Fragmenten uit een dataset met locatieannotaties:
- - -
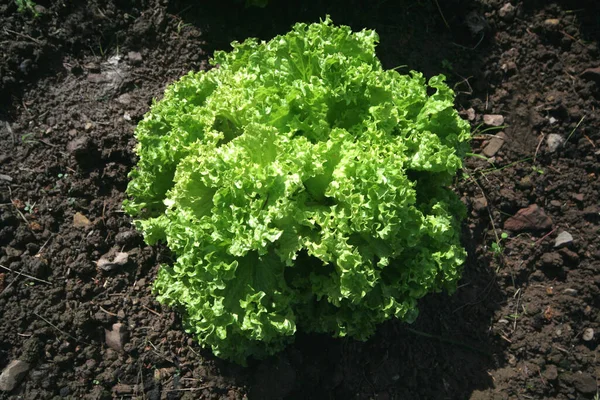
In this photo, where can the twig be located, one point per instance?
(39, 253)
(574, 129)
(545, 236)
(442, 14)
(152, 311)
(24, 274)
(516, 314)
(538, 147)
(449, 341)
(189, 389)
(23, 35)
(60, 330)
(108, 312)
(12, 134)
(47, 143)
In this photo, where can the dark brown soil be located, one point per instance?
(525, 322)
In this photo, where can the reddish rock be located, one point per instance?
(532, 218)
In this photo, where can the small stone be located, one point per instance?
(507, 12)
(11, 252)
(551, 22)
(592, 74)
(124, 99)
(39, 9)
(570, 292)
(25, 66)
(588, 334)
(591, 213)
(532, 218)
(80, 220)
(525, 182)
(479, 204)
(554, 141)
(97, 78)
(135, 57)
(127, 238)
(471, 114)
(121, 389)
(116, 337)
(13, 374)
(564, 238)
(585, 383)
(493, 119)
(578, 197)
(494, 144)
(80, 148)
(551, 372)
(569, 256)
(555, 203)
(551, 260)
(105, 264)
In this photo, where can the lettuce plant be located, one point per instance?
(300, 185)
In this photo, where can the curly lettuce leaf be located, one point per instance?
(300, 185)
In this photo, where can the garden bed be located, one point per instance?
(525, 321)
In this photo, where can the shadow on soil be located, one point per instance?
(447, 351)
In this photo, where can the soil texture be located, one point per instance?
(76, 77)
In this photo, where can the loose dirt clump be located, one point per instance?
(78, 316)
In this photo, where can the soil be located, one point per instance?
(76, 77)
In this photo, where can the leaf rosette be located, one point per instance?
(300, 184)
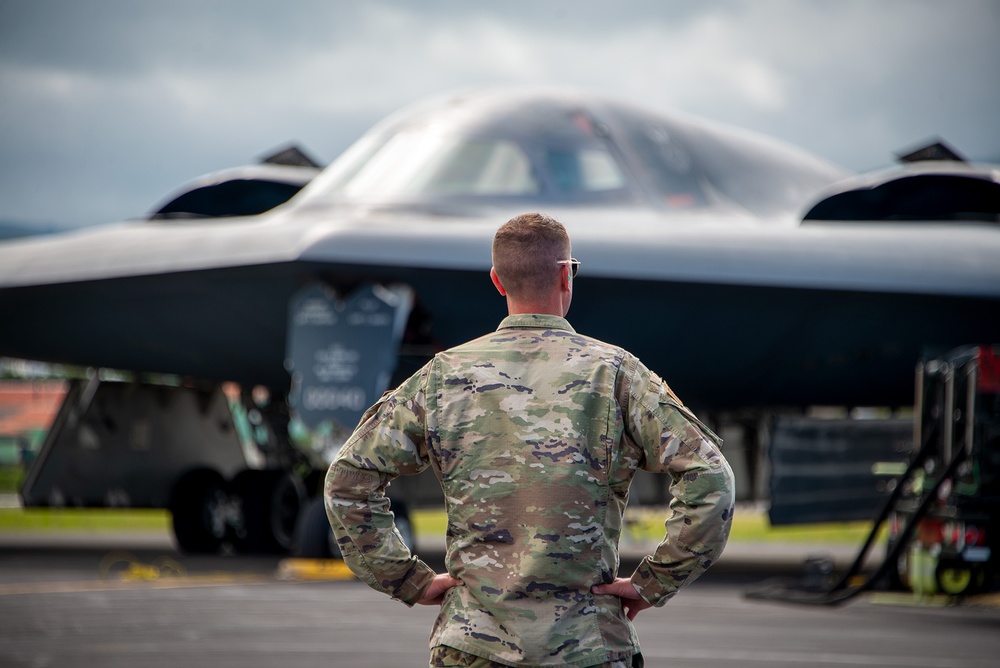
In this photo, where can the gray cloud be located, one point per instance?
(107, 106)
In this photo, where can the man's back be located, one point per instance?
(523, 431)
(535, 433)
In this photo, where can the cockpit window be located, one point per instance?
(423, 163)
(582, 170)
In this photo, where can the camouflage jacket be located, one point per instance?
(535, 433)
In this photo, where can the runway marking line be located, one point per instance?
(80, 586)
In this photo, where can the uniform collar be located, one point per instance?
(535, 321)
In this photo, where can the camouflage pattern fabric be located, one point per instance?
(535, 433)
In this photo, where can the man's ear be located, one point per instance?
(496, 282)
(566, 278)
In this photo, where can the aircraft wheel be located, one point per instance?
(961, 580)
(270, 502)
(314, 537)
(199, 505)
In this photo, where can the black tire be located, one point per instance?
(314, 535)
(198, 506)
(270, 503)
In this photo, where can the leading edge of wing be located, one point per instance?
(956, 259)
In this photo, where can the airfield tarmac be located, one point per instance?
(63, 603)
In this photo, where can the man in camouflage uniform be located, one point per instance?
(535, 433)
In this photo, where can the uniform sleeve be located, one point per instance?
(675, 443)
(388, 442)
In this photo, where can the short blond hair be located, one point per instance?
(526, 252)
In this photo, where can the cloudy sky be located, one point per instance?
(106, 106)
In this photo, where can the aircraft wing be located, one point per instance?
(692, 258)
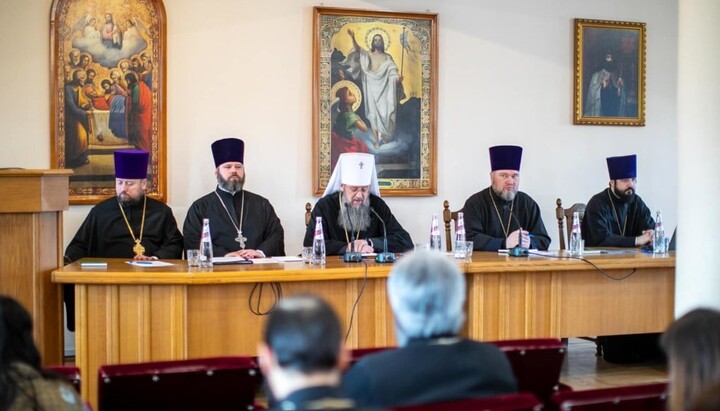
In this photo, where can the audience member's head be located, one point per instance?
(692, 344)
(16, 346)
(427, 295)
(302, 346)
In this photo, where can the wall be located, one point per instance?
(243, 68)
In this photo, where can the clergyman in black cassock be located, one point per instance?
(494, 216)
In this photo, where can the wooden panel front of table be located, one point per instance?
(128, 314)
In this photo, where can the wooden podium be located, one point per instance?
(31, 243)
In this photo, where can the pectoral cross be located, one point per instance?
(240, 239)
(138, 249)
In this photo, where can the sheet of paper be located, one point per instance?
(149, 263)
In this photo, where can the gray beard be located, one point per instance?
(355, 219)
(233, 187)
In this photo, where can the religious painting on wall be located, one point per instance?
(609, 73)
(375, 91)
(108, 91)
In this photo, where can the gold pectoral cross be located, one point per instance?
(240, 239)
(138, 249)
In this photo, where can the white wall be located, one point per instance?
(243, 68)
(698, 279)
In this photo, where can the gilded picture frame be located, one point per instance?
(375, 91)
(108, 71)
(609, 73)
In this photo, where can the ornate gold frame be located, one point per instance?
(140, 30)
(624, 42)
(412, 172)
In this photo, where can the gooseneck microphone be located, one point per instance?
(385, 256)
(518, 250)
(352, 256)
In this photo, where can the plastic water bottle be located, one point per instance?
(206, 245)
(576, 245)
(318, 243)
(435, 238)
(659, 245)
(459, 237)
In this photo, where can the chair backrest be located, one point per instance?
(536, 363)
(513, 402)
(308, 213)
(357, 353)
(645, 397)
(564, 217)
(69, 372)
(449, 216)
(224, 383)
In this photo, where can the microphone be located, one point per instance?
(385, 256)
(518, 250)
(352, 256)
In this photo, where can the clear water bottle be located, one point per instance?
(318, 243)
(206, 245)
(460, 237)
(576, 243)
(435, 238)
(659, 242)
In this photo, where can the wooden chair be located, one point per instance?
(645, 397)
(448, 217)
(69, 372)
(536, 364)
(564, 215)
(512, 402)
(308, 213)
(222, 383)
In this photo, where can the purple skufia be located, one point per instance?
(131, 164)
(228, 149)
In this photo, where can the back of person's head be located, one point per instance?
(427, 295)
(16, 345)
(692, 344)
(304, 335)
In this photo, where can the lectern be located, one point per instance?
(31, 243)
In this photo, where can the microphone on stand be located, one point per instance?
(385, 256)
(518, 250)
(352, 256)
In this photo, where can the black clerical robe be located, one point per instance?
(602, 227)
(485, 229)
(104, 233)
(260, 225)
(336, 242)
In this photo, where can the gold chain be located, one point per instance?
(617, 220)
(138, 249)
(505, 230)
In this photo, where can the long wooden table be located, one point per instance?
(128, 314)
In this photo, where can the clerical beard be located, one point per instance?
(624, 197)
(355, 218)
(233, 184)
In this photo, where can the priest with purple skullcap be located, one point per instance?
(500, 216)
(617, 216)
(353, 213)
(242, 224)
(128, 225)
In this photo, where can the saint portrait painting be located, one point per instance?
(374, 92)
(107, 78)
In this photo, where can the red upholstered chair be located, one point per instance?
(537, 364)
(69, 373)
(514, 402)
(225, 383)
(357, 353)
(646, 397)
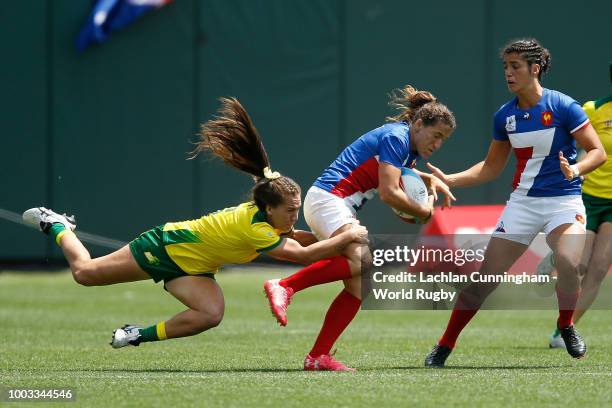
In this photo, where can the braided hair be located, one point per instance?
(531, 51)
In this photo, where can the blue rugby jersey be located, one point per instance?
(353, 176)
(537, 136)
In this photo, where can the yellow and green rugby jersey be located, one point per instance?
(599, 182)
(233, 235)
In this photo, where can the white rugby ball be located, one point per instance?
(415, 189)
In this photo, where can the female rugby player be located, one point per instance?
(186, 255)
(597, 198)
(541, 126)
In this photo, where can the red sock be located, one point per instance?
(567, 304)
(340, 314)
(460, 317)
(324, 271)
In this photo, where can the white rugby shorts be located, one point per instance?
(325, 212)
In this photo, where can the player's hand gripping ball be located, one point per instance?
(415, 189)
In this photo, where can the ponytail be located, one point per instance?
(414, 105)
(232, 137)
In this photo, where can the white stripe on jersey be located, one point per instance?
(541, 141)
(579, 126)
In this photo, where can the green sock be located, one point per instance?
(153, 333)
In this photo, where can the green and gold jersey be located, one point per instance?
(599, 182)
(233, 235)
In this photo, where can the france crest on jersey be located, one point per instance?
(537, 136)
(353, 176)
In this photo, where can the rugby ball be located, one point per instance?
(415, 189)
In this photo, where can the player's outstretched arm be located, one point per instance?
(291, 250)
(482, 172)
(595, 154)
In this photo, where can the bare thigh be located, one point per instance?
(117, 267)
(198, 293)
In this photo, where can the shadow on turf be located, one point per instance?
(170, 370)
(477, 367)
(295, 370)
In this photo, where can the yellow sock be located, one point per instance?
(161, 330)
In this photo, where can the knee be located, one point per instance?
(567, 263)
(207, 319)
(359, 259)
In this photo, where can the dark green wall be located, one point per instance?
(105, 134)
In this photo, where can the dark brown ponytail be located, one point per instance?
(232, 137)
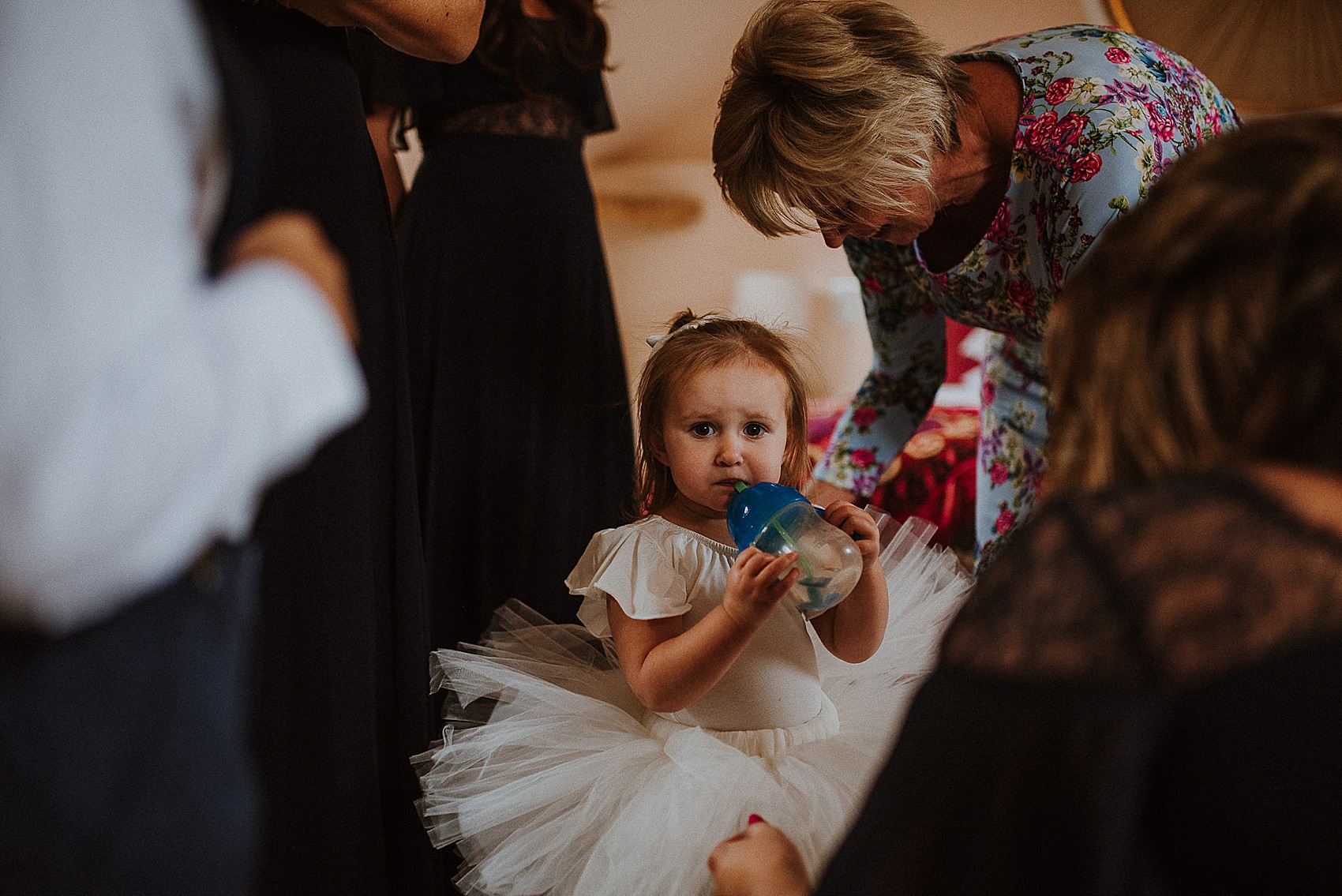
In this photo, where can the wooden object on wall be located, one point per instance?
(650, 211)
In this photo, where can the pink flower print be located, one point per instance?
(1042, 130)
(1000, 226)
(1058, 92)
(1021, 293)
(1161, 125)
(1070, 130)
(863, 458)
(1086, 167)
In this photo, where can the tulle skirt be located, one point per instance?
(572, 788)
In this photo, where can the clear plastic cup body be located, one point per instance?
(828, 561)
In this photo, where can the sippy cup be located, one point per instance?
(778, 519)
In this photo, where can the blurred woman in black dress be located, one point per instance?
(519, 385)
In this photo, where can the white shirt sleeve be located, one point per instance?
(143, 407)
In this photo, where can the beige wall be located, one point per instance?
(671, 59)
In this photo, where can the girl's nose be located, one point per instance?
(729, 454)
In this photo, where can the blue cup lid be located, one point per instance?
(752, 508)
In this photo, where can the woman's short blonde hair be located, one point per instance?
(828, 103)
(1204, 329)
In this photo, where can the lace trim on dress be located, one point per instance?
(534, 115)
(1160, 585)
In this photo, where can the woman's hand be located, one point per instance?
(755, 583)
(759, 861)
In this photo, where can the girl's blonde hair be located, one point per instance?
(695, 343)
(832, 102)
(1205, 326)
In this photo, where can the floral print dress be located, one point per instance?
(1104, 113)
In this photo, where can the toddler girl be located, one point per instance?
(613, 757)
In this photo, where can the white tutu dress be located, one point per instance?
(572, 788)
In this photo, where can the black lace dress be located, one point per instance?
(1140, 698)
(517, 374)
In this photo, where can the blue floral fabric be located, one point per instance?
(1104, 113)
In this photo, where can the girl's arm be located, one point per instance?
(854, 628)
(670, 667)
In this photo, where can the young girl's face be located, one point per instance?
(725, 424)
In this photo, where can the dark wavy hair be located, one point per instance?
(1204, 329)
(506, 36)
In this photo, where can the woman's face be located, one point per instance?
(899, 230)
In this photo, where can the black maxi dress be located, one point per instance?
(519, 384)
(341, 683)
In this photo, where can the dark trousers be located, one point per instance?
(122, 761)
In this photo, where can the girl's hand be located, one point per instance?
(755, 583)
(860, 526)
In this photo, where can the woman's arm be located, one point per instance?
(439, 30)
(670, 667)
(909, 366)
(854, 628)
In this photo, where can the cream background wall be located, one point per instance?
(654, 172)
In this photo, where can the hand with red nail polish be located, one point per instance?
(759, 861)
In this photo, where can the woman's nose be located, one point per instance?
(835, 234)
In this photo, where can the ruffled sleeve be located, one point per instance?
(634, 565)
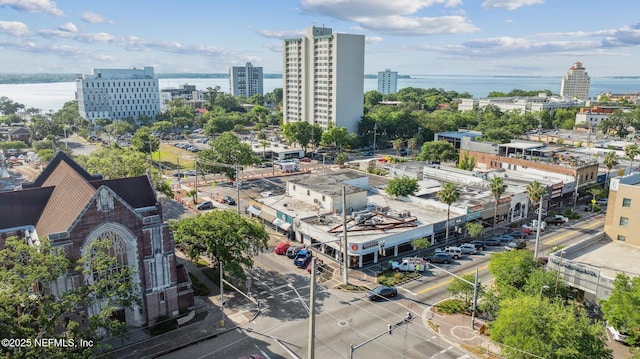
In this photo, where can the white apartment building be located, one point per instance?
(575, 84)
(246, 80)
(387, 82)
(118, 93)
(323, 78)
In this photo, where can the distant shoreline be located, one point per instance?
(35, 78)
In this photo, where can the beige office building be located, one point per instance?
(323, 78)
(622, 222)
(576, 83)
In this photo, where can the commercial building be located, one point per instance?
(70, 208)
(576, 83)
(622, 222)
(116, 94)
(323, 79)
(246, 80)
(387, 82)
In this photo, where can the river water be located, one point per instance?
(52, 96)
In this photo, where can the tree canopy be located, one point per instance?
(224, 235)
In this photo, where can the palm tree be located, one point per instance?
(610, 160)
(536, 191)
(498, 187)
(448, 194)
(632, 151)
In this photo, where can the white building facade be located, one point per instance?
(323, 79)
(387, 82)
(118, 93)
(246, 80)
(576, 83)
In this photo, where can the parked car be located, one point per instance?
(516, 244)
(302, 258)
(518, 234)
(468, 248)
(439, 257)
(281, 248)
(493, 241)
(205, 205)
(292, 252)
(382, 292)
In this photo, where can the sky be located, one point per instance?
(412, 37)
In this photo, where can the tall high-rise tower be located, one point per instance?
(245, 81)
(575, 84)
(387, 82)
(323, 78)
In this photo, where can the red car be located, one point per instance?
(281, 248)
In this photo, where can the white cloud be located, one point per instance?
(45, 6)
(93, 18)
(394, 17)
(510, 4)
(282, 34)
(14, 28)
(68, 27)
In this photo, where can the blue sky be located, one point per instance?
(430, 37)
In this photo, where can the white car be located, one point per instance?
(468, 248)
(561, 217)
(617, 336)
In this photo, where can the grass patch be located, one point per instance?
(391, 278)
(452, 306)
(199, 288)
(169, 156)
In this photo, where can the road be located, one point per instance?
(344, 318)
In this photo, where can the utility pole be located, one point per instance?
(312, 311)
(345, 248)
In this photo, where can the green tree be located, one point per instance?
(224, 235)
(510, 269)
(449, 194)
(621, 308)
(420, 244)
(475, 230)
(463, 290)
(402, 186)
(529, 326)
(610, 160)
(498, 187)
(438, 151)
(143, 141)
(29, 310)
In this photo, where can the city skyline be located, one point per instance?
(492, 37)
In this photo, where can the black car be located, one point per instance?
(480, 245)
(205, 205)
(382, 292)
(440, 257)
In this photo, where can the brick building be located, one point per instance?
(71, 208)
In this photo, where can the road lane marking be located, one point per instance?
(448, 281)
(571, 233)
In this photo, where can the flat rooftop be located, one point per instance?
(610, 257)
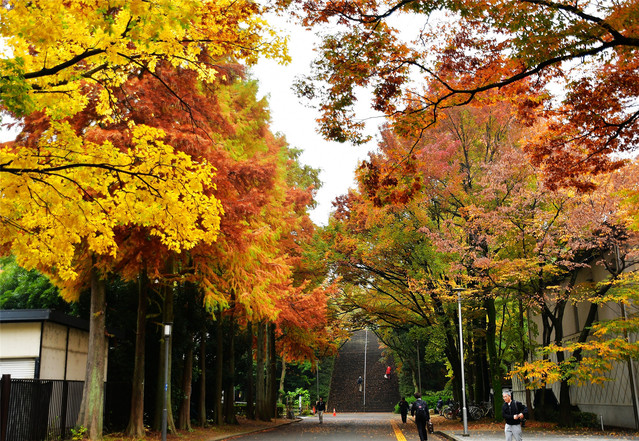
- - -
DOEL → Verzamel alle regels uit de lijst hierboven waarin de tekenreeks "print" voorkomt.

RESULTAAT OEFENING →
In this photo, where can the pink flower print be located, one point per instance?
In this photo, where can the floral print dress be located, one point per instance?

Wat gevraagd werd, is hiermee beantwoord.